ENTRIES SHOWN —
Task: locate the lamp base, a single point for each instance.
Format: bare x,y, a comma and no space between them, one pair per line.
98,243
...
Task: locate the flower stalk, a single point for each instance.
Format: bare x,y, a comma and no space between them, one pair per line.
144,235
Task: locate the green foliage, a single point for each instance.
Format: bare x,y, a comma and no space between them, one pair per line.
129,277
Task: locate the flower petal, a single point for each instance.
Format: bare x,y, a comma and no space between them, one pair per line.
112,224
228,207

AIM OF THE TASK — Whenever a line in the records contains the word "locate", copy that line.

TASK SOLUTION —
Task: locate the lamp base, a single point for each instance.
Task: locate the flower stalk, a single point for each instance.
Task: locate the green foliage, a single point for each instance.
Task: locate the flower petal, a single point for each instance.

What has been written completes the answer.